▶ **The problem**
Pull every line of the material below out word for word, omitting the pictures.

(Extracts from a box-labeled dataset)
+ + +
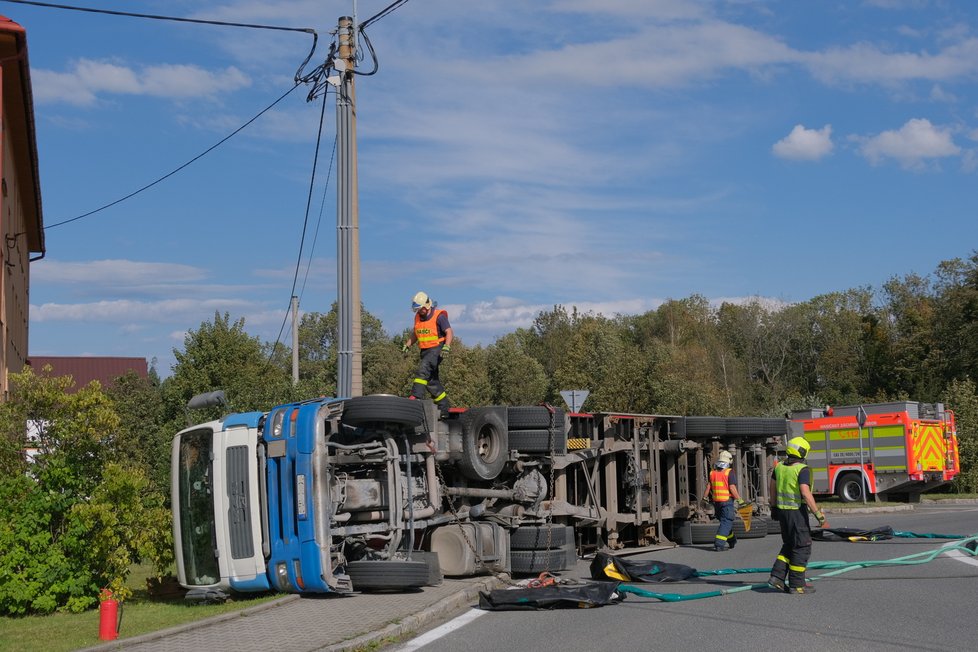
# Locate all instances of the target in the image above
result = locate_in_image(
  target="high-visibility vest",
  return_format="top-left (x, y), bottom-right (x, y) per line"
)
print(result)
top-left (710, 469), bottom-right (733, 503)
top-left (774, 464), bottom-right (807, 509)
top-left (414, 309), bottom-right (448, 349)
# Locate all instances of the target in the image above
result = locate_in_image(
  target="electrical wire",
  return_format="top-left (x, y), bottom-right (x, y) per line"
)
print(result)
top-left (265, 84), bottom-right (332, 367)
top-left (0, 0), bottom-right (316, 34)
top-left (360, 0), bottom-right (408, 30)
top-left (44, 82), bottom-right (299, 231)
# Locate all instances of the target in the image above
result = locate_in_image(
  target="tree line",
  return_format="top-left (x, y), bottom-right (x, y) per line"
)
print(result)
top-left (0, 252), bottom-right (978, 613)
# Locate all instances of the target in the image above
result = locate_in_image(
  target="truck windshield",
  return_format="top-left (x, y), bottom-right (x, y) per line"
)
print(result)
top-left (175, 429), bottom-right (221, 586)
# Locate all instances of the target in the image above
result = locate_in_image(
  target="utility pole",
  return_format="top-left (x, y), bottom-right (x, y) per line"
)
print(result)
top-left (292, 295), bottom-right (299, 385)
top-left (334, 16), bottom-right (363, 398)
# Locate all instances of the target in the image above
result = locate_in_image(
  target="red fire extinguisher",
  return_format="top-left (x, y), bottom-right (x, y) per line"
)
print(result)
top-left (98, 589), bottom-right (122, 641)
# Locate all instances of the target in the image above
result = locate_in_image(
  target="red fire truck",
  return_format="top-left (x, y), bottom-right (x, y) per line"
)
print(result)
top-left (789, 401), bottom-right (960, 502)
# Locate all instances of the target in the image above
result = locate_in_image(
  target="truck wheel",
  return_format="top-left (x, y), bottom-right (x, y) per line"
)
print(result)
top-left (836, 473), bottom-right (865, 503)
top-left (346, 553), bottom-right (432, 591)
top-left (506, 405), bottom-right (564, 432)
top-left (458, 408), bottom-right (509, 480)
top-left (509, 543), bottom-right (577, 575)
top-left (509, 523), bottom-right (574, 550)
top-left (342, 394), bottom-right (424, 428)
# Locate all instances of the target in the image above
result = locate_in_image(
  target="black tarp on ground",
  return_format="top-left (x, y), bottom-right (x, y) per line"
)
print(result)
top-left (479, 582), bottom-right (625, 611)
top-left (591, 551), bottom-right (696, 582)
top-left (812, 525), bottom-right (893, 541)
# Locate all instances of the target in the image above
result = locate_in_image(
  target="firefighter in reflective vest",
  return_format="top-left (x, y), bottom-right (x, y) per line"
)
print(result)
top-left (703, 451), bottom-right (744, 552)
top-left (401, 292), bottom-right (454, 418)
top-left (768, 437), bottom-right (828, 594)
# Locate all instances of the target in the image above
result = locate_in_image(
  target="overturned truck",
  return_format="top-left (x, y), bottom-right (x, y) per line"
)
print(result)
top-left (172, 395), bottom-right (808, 596)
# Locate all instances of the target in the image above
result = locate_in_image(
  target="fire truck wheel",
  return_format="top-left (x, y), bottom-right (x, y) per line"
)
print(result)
top-left (509, 523), bottom-right (574, 550)
top-left (343, 394), bottom-right (424, 428)
top-left (836, 473), bottom-right (865, 503)
top-left (458, 408), bottom-right (509, 480)
top-left (346, 558), bottom-right (432, 591)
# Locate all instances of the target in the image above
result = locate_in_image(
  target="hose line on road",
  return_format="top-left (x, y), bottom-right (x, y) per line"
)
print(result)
top-left (618, 532), bottom-right (978, 602)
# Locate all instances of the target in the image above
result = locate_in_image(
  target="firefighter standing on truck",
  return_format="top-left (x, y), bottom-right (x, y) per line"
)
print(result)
top-left (703, 451), bottom-right (744, 552)
top-left (401, 292), bottom-right (454, 418)
top-left (767, 437), bottom-right (828, 594)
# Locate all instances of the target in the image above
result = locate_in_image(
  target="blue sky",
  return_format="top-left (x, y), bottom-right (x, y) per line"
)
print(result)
top-left (11, 0), bottom-right (978, 376)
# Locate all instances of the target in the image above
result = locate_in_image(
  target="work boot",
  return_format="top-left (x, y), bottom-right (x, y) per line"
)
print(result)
top-left (767, 575), bottom-right (788, 591)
+ + +
▶ **Exercise output**
# Locate all instances of the target in the image above
result = locate_in_image(
  target="high-visibility vest",
  return_format="top-left (x, y), bottom-right (x, y) per line"
)
print(result)
top-left (710, 469), bottom-right (733, 503)
top-left (774, 464), bottom-right (807, 509)
top-left (414, 309), bottom-right (448, 349)
# Locate all instances of the target in the image above
result = locate_in_image(
  target="electrical wire",
  return_format="top-left (x, y), bottom-right (x, y) per line"
)
print(result)
top-left (265, 84), bottom-right (332, 367)
top-left (0, 0), bottom-right (316, 34)
top-left (360, 0), bottom-right (408, 30)
top-left (44, 82), bottom-right (299, 231)
# Locate all instances of the target in the image above
result = locate_in_image(
  target="tree line",
  return_format="top-left (x, y), bottom-right (x, y) per line"
)
print(result)
top-left (0, 252), bottom-right (978, 613)
# Locate all instances of the target in the image above
result = locate_in_image(
  target="truck windshield",
  return_format="top-left (x, y), bottom-right (x, y) per line"
)
print(result)
top-left (175, 429), bottom-right (221, 586)
# Locate all instances of the target in the image above
result = locate_in_image(
  target="utility pole",
  return_format="top-left (x, y), bottom-right (x, y) per line"
)
print(result)
top-left (292, 295), bottom-right (299, 385)
top-left (334, 16), bottom-right (363, 398)
# Locate all instances of the target in the image above
result = locate_in_image(
  target="red fire extinguisher",
  return_format="top-left (x, y), bottom-right (x, y) per line"
)
print(result)
top-left (98, 589), bottom-right (122, 641)
# Locate all instances of the target in the image above
result = locate_in_image(
  target="red fire truck",
  return_format="top-left (x, y), bottom-right (x, y) per line"
)
print(result)
top-left (789, 401), bottom-right (960, 502)
# Locate all instances of the target in the image above
result = locate_in_image(
  target="truck wheel",
  return_format="top-left (x, y), bottom-right (x, y) per line"
)
print(result)
top-left (836, 473), bottom-right (865, 503)
top-left (346, 553), bottom-right (432, 591)
top-left (506, 405), bottom-right (564, 432)
top-left (458, 408), bottom-right (509, 480)
top-left (509, 543), bottom-right (577, 575)
top-left (509, 523), bottom-right (574, 550)
top-left (342, 394), bottom-right (424, 428)
# Locate all instances of the target in the image above
result = locate_in_image(
  target="black tarp on ground",
  return_format="top-left (x, y), bottom-right (x, y) per line"
)
print(result)
top-left (479, 582), bottom-right (625, 611)
top-left (591, 551), bottom-right (696, 582)
top-left (812, 525), bottom-right (893, 541)
# Locate all instances of the target in the image above
result = locate_in_image(
  target="firefighter in reflective vest",
  return_format="top-left (x, y), bottom-right (x, y) per line"
)
print(result)
top-left (703, 451), bottom-right (744, 552)
top-left (401, 292), bottom-right (454, 418)
top-left (768, 437), bottom-right (828, 594)
# Locate all instances of the target in the image above
result = locate_in_image(
  target="overturned truck",
  return_format="top-left (x, y), bottom-right (x, y) per line"
)
print(result)
top-left (172, 395), bottom-right (808, 596)
# Locate all instances of the target in the image above
result = locate_in_image(
  target="fire truck wheel",
  return_format="top-left (x, y), bottom-right (x, y) per line"
)
print(result)
top-left (509, 523), bottom-right (574, 550)
top-left (343, 394), bottom-right (424, 428)
top-left (836, 473), bottom-right (865, 503)
top-left (458, 408), bottom-right (509, 480)
top-left (346, 558), bottom-right (432, 591)
# Locate all instances of the target in the image above
result = locate_in_image(
  target="hose line on road",
  return_format="top-left (x, y), bottom-right (x, y) per line"
)
print(result)
top-left (618, 532), bottom-right (978, 602)
# Locate all instances of the target in the image above
result = locate_in_image(
  target="firefighter standing on truck",
  return_format="top-left (x, y), bottom-right (x, y) per line"
)
print(result)
top-left (703, 451), bottom-right (744, 552)
top-left (401, 292), bottom-right (454, 418)
top-left (767, 437), bottom-right (828, 594)
# Locate all instances of the target in the image above
result = locate_in_image(
  target="blue sky",
  return_format="top-left (x, y), bottom-right (x, y) per line"
)
print(result)
top-left (11, 0), bottom-right (978, 376)
# Locate all instances of the target in the image above
result = locate_in_image(
  target="work boot",
  return_format="top-left (x, y), bottom-right (x, y) per line"
)
print(result)
top-left (767, 575), bottom-right (788, 591)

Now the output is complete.